Two Air Force Academy cadets found dead on campus within 48 hours of each other
By HEATHER BENIT | STARS AND STRIPES Published: March 30, 2020
Two cadets who were due to graduate from the Air Force Academy in May were found dead in their rooms on campus last week.
The first death occurred Thursday, the academy said in a statement released after an online briefing with staff and cadets, most of whom left campus just over two weeks ago as the institution stepped up its fight against the coronavirus.
Two days later, officials told the community in another online briefing that a second cadet had been found dead in his room at the Colorado Springs, Colo.-based academy, several cadets and an alumnus told Stars and Stripes, asking not to be named because they were not authorized to comment.
Superintendent Lt. Gen. Jay Silveria confirmed the deaths Monday.
“I am heartbroken to confirm that since Thursday we have mourned the loss of two of our First-Class cadets here on our campus, and our entire Academy community is understandably shaken,” he said in a statement.

Task item: Write the next part of the article on the two cadet deaths, starting right after its final sentence. The items are not needed here.

[Grounding data backed by images]
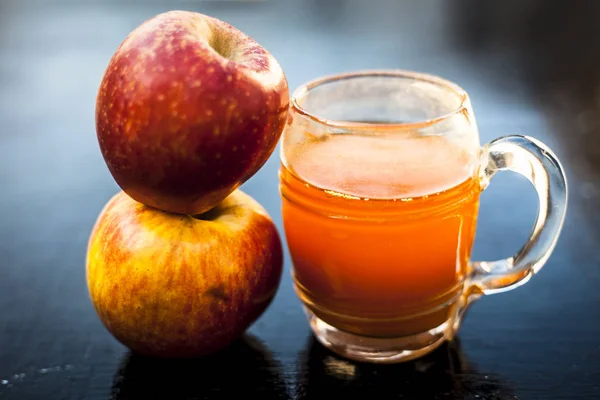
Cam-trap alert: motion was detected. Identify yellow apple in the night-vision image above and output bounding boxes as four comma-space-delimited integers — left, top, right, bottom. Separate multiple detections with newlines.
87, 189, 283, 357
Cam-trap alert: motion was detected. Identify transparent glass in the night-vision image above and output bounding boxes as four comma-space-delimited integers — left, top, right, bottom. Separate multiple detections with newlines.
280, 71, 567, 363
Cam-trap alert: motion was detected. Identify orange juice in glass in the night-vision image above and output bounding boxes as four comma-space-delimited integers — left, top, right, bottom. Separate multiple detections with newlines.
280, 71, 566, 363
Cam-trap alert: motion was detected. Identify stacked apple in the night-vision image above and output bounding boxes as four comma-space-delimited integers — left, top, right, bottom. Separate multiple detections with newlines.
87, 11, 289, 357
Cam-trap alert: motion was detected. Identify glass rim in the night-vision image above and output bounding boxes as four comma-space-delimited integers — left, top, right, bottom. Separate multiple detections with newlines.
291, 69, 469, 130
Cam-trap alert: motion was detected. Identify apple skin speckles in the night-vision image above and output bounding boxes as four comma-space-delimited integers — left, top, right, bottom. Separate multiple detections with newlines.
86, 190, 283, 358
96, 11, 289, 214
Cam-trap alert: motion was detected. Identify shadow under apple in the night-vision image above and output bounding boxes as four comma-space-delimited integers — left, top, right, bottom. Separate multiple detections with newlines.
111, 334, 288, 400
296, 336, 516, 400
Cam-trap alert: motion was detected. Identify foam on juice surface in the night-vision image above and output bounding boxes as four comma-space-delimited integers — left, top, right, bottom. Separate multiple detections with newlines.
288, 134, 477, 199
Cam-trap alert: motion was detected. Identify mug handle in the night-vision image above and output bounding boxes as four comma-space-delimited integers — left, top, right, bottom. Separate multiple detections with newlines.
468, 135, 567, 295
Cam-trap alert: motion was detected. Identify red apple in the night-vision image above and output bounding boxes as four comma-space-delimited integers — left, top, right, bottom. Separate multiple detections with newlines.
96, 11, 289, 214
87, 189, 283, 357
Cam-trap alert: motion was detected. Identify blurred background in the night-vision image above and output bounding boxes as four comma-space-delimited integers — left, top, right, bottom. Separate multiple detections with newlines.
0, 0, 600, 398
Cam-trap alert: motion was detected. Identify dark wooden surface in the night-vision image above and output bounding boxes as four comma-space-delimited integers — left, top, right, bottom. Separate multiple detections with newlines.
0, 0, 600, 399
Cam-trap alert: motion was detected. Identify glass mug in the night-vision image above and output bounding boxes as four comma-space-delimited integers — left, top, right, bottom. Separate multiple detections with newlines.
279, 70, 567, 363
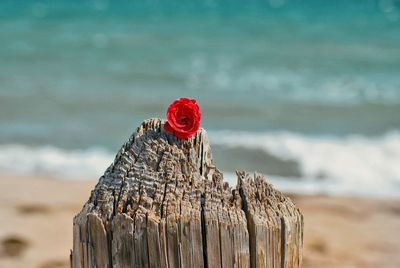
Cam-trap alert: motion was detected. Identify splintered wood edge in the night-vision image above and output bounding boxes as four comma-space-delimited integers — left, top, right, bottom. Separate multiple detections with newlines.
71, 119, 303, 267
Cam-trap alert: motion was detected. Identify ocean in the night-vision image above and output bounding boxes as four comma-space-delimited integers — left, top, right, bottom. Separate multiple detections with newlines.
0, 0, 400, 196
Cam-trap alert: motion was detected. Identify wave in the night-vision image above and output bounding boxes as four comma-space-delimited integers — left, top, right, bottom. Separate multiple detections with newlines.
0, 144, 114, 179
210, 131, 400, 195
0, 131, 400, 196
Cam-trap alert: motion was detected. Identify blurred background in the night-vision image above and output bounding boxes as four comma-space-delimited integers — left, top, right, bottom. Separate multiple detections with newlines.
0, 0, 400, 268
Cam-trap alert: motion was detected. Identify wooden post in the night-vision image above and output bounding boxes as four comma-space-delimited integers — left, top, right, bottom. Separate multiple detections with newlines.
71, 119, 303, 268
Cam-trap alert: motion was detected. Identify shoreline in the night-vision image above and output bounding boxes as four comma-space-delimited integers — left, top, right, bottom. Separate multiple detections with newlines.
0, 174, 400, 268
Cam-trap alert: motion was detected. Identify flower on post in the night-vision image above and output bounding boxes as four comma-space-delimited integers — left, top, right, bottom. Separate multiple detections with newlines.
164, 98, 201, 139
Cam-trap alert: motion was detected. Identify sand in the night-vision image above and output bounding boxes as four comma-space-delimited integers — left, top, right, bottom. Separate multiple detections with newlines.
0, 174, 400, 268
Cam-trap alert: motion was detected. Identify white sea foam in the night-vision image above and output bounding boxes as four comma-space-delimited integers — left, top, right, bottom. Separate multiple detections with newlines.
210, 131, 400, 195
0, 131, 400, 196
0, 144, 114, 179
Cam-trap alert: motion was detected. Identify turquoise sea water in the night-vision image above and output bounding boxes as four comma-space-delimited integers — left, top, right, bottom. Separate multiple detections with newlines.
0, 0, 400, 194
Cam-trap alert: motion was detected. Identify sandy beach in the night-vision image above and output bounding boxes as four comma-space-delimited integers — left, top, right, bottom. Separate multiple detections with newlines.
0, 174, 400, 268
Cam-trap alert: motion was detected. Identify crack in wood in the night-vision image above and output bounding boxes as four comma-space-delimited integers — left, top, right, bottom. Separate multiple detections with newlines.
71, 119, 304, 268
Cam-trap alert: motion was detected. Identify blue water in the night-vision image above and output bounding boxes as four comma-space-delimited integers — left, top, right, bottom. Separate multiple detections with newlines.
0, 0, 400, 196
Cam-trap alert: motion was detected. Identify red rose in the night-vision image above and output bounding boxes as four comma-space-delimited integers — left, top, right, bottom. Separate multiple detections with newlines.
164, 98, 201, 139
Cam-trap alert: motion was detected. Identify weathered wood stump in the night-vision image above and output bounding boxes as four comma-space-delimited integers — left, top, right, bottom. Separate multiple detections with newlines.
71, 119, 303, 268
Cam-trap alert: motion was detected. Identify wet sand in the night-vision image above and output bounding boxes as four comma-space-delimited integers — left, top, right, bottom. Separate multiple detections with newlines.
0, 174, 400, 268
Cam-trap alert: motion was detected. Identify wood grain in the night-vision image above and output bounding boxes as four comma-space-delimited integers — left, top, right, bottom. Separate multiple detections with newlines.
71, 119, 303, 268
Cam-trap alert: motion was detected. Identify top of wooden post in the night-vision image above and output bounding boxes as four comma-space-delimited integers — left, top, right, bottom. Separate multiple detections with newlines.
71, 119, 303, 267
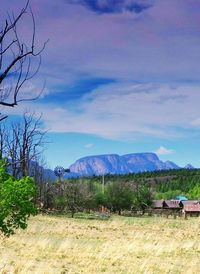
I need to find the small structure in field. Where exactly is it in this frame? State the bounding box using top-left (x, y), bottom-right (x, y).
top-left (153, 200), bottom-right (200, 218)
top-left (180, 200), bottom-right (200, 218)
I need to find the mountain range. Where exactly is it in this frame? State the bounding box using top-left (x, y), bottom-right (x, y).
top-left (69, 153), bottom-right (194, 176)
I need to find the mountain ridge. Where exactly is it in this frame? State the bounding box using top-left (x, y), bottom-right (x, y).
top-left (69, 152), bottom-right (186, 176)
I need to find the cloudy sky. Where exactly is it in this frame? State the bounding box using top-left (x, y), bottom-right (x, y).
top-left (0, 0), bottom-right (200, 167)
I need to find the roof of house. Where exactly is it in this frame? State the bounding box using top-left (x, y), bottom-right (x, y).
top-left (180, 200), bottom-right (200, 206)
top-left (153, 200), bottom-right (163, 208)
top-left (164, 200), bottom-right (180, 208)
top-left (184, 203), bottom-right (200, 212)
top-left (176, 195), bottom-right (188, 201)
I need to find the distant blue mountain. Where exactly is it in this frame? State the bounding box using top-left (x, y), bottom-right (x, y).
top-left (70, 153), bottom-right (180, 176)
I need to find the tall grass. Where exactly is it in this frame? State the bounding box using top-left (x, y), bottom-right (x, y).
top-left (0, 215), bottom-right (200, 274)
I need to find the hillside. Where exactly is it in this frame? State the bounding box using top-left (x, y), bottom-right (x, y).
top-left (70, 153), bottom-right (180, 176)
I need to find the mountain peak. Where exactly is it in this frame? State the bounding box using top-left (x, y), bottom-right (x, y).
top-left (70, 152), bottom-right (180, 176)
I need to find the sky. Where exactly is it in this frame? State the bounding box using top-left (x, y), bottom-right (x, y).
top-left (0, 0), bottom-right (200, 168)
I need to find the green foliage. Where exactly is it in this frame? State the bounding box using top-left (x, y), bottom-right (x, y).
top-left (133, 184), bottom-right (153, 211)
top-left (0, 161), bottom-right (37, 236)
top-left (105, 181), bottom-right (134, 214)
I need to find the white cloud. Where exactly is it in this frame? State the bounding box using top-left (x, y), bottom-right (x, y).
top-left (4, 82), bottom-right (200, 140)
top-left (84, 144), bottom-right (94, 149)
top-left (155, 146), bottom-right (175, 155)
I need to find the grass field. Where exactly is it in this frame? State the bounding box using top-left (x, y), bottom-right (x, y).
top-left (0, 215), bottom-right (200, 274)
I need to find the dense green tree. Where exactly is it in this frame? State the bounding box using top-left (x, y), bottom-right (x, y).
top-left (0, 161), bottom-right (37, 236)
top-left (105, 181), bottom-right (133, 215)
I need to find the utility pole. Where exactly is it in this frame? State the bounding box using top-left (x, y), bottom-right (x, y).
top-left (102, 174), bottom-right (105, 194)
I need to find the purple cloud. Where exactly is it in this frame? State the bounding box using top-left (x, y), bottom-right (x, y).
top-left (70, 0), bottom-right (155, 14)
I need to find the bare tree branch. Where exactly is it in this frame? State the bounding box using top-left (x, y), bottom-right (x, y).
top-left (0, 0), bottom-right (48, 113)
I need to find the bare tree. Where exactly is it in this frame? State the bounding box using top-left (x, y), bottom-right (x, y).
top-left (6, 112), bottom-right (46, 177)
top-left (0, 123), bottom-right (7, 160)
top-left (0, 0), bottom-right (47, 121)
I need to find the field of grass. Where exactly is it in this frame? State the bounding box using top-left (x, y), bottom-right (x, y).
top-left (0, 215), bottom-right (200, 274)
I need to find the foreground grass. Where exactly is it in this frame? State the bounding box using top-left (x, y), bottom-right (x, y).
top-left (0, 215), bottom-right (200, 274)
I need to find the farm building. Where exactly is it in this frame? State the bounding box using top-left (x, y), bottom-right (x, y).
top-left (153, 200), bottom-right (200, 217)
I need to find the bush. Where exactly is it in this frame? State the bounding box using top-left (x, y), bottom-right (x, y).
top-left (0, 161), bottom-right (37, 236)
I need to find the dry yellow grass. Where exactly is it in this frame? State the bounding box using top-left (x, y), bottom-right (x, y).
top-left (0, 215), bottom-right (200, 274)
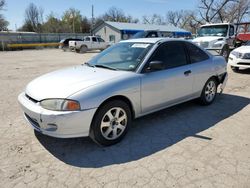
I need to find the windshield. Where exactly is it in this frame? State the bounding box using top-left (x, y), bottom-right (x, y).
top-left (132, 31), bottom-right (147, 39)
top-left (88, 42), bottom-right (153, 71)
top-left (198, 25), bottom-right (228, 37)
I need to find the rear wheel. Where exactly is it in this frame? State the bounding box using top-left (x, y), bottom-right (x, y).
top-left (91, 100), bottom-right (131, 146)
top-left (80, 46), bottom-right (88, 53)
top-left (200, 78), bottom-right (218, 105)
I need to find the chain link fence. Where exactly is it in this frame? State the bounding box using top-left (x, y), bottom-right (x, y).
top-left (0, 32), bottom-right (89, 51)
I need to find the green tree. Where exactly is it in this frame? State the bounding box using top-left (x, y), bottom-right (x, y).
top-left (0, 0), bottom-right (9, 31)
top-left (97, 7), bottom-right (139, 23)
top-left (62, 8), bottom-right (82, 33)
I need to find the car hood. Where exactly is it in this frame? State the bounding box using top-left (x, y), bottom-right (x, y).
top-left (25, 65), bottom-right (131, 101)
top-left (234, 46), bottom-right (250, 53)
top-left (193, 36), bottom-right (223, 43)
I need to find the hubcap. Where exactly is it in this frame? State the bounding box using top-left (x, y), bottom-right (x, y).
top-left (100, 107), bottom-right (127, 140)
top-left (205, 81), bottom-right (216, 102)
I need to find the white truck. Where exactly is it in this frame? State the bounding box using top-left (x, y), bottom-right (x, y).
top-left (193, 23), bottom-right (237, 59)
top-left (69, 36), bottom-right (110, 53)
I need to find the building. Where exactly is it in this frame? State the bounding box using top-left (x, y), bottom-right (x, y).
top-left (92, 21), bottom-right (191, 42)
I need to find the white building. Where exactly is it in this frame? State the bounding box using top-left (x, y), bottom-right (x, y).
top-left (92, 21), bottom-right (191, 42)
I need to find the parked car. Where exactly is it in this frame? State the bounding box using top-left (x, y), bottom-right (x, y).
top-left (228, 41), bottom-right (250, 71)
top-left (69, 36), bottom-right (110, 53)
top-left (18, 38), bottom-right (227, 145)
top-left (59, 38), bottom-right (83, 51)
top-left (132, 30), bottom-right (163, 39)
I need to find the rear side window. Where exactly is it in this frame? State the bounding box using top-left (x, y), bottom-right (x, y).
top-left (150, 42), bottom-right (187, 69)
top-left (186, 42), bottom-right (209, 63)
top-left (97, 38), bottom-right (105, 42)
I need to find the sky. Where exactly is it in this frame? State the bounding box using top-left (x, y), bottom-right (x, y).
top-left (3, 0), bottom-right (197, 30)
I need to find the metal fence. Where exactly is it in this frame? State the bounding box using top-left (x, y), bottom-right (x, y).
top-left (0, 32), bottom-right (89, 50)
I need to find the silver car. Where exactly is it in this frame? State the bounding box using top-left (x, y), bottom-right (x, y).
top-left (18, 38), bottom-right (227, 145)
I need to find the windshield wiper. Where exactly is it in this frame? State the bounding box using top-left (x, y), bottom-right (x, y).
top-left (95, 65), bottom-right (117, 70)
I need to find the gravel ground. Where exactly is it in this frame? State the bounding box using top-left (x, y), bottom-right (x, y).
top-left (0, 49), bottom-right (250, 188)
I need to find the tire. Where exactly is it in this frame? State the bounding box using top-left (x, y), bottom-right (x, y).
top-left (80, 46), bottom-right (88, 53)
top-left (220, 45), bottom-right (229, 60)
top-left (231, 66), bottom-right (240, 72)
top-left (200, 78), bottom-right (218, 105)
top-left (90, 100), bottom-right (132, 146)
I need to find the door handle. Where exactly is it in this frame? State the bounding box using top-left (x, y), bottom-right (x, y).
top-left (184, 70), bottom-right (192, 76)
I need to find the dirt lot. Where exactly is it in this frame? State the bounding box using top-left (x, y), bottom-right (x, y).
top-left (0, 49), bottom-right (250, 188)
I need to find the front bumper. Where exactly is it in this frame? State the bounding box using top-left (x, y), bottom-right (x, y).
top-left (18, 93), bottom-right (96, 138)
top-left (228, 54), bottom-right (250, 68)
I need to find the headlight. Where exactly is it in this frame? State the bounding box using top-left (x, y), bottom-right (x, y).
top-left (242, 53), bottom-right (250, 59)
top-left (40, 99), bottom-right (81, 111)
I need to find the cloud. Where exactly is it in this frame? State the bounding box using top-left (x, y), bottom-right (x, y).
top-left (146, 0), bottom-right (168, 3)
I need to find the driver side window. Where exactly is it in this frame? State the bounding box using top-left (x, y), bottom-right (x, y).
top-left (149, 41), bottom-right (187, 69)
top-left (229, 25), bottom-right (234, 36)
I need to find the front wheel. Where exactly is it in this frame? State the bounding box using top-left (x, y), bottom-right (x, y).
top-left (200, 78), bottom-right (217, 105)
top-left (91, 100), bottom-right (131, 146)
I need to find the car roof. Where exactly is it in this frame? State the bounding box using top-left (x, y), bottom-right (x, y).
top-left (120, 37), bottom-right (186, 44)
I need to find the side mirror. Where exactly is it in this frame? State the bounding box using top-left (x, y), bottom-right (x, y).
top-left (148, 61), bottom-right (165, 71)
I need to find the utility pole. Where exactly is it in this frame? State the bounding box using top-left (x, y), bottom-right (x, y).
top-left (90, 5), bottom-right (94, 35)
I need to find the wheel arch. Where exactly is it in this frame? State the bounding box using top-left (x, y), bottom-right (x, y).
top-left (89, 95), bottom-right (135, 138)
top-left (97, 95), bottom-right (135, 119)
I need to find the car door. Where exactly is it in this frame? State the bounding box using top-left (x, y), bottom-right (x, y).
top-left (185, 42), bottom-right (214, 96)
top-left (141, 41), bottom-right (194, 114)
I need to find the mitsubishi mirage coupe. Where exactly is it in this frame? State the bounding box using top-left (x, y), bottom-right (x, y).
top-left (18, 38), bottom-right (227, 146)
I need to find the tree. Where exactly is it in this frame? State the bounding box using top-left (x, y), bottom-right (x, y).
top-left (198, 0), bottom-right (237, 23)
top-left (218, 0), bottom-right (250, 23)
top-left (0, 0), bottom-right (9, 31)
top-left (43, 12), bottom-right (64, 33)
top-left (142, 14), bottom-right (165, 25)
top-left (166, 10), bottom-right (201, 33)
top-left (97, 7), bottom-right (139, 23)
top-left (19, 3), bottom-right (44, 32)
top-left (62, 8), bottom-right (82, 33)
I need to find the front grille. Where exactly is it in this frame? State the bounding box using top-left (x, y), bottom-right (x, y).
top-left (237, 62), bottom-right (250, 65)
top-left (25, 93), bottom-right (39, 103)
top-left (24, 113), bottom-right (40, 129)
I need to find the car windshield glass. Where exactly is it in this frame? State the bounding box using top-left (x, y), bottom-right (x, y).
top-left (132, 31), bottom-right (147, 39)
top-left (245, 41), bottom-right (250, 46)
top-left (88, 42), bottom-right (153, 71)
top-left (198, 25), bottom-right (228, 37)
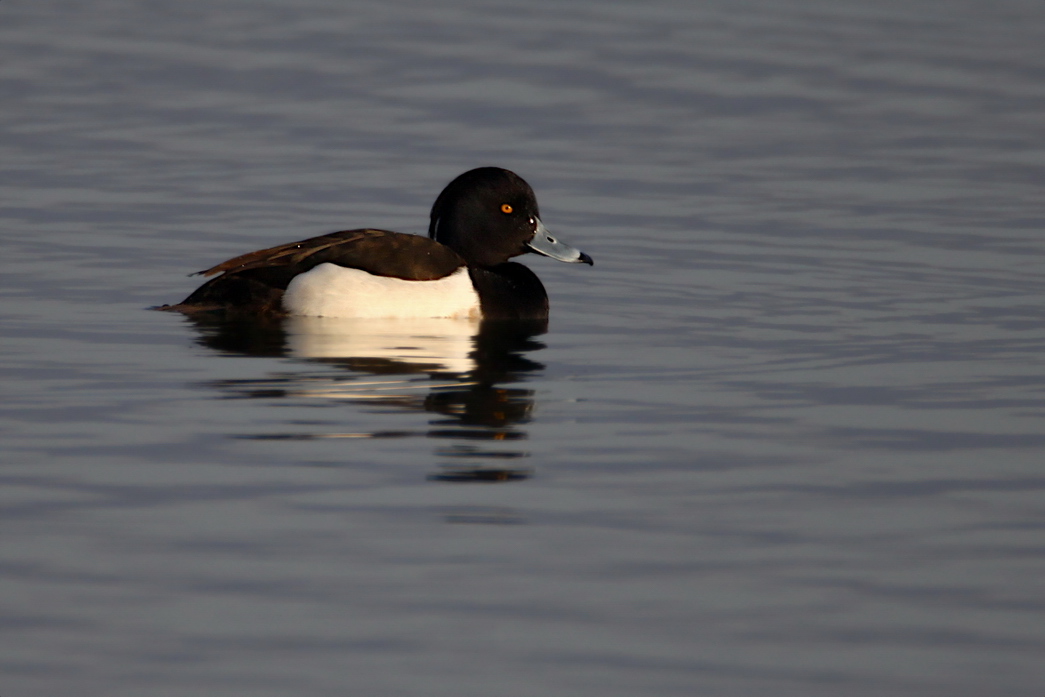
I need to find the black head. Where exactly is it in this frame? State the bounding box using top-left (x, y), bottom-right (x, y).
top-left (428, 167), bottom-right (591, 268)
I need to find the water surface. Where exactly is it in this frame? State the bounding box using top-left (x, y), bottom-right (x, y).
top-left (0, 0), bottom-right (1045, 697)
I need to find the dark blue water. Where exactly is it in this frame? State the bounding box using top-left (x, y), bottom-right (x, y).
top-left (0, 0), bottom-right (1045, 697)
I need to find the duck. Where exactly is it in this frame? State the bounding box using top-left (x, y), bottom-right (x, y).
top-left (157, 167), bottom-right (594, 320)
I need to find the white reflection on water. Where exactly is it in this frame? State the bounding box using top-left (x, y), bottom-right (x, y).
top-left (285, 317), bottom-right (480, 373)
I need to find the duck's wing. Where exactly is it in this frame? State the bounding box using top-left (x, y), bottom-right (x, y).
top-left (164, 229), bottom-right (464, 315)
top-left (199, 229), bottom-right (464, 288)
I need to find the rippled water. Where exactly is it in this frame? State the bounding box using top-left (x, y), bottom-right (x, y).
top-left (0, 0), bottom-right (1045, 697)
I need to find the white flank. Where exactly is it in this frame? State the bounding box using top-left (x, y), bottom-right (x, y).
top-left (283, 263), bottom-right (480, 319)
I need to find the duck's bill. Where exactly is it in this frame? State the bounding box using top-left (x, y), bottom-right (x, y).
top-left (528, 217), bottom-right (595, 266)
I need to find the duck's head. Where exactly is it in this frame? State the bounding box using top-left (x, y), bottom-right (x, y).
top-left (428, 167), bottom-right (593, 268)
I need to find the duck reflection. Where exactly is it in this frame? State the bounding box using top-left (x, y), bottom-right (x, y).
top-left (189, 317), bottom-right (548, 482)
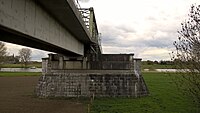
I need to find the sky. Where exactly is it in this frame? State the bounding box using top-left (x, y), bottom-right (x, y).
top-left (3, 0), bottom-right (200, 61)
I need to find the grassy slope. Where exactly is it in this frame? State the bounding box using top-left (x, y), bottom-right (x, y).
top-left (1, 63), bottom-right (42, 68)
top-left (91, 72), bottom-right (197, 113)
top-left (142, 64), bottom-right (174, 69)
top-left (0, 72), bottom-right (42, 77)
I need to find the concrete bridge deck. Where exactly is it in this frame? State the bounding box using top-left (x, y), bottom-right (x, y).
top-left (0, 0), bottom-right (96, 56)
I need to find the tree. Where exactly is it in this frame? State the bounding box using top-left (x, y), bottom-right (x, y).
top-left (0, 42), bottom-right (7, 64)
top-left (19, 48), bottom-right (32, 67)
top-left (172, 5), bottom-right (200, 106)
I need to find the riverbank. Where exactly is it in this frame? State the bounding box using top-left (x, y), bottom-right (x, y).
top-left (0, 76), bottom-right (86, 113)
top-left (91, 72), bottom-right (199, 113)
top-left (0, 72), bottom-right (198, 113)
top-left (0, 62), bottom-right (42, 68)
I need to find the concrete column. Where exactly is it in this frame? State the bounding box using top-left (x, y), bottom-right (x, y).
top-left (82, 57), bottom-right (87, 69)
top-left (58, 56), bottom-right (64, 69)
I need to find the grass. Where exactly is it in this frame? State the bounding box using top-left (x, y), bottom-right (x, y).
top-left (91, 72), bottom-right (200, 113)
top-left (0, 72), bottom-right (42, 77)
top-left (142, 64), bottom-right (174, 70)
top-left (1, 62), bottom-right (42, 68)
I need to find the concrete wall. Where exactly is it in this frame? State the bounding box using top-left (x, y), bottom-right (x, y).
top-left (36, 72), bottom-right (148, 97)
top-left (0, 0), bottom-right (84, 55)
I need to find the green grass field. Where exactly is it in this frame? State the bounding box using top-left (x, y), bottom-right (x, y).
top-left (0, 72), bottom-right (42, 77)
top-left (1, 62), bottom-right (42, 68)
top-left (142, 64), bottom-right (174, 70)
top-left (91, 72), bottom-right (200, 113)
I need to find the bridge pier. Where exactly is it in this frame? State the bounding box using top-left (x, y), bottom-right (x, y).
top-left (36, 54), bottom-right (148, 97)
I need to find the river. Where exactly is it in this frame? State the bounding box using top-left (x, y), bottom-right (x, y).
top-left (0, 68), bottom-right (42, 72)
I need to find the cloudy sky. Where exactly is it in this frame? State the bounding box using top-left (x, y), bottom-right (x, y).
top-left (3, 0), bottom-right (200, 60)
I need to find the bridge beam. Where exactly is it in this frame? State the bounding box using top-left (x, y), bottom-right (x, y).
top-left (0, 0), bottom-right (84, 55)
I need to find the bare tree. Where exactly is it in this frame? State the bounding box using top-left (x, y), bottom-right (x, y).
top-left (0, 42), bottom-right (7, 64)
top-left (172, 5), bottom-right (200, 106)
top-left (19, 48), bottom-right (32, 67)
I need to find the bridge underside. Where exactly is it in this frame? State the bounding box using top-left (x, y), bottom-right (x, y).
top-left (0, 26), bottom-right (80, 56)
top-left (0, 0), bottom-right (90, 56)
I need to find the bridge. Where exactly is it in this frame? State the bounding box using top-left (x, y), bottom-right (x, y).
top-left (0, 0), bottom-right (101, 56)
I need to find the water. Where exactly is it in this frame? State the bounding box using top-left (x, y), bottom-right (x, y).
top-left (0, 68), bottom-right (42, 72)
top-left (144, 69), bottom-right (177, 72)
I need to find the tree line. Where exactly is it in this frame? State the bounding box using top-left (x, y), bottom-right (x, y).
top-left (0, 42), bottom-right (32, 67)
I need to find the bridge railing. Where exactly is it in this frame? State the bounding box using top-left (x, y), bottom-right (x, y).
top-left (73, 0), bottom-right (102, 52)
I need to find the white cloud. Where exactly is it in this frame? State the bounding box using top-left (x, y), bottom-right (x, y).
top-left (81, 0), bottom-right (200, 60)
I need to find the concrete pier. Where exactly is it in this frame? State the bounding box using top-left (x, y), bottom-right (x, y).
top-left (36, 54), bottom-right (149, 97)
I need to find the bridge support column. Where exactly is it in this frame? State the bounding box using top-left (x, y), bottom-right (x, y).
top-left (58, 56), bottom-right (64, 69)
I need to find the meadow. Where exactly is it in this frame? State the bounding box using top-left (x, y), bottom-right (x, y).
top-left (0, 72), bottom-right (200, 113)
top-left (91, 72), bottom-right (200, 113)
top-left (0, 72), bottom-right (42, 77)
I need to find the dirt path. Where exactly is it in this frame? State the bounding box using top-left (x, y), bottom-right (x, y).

Written response:
Although next-of-kin have been notified, the academy would continue to withhold the identities of the cadets and most of the details surrounding their deaths, out of respect for the families’ privacy, Silveria said. He did, however, say that neither death was related to the coronavirus.
The deceased were male “firsties” from squadrons 7 and 8, several cadets and an alumnus said. They would have been commissioned as second lieutenants when they graduated in 59 days.
“We still intend for the Class of 2020 to graduate in May,” Silveria said.
The only cadets remaining on campus are graduating seniors and a handful of others who couldn’t head home when most of the nearly 4,000 cadets at the academy were dismissed in mid-March. The unprecedented move was taken to allow seniors to be housed in individual rooms, where they also take online classes, so they can follow social-distancing guidelines, which are considered key in stopping the spread of the coronavirus.
In addition to being isolated in their rooms, seniors are barred from leaving the campus and several academy traditions have been stripped away, both by the need to adapt to life with the virus and because of leadership changes.
Both deaths “happened behind closed doors,” said an alumnus with knowledge of the situation.
But after consulting with the cadets on campus, and medical professionals “about how to balance cadet safety during a pandemic by providing the same sense of family and teamwork cadets are used to … we are allowing two cadets in a room again if they so choose,” Silveria said.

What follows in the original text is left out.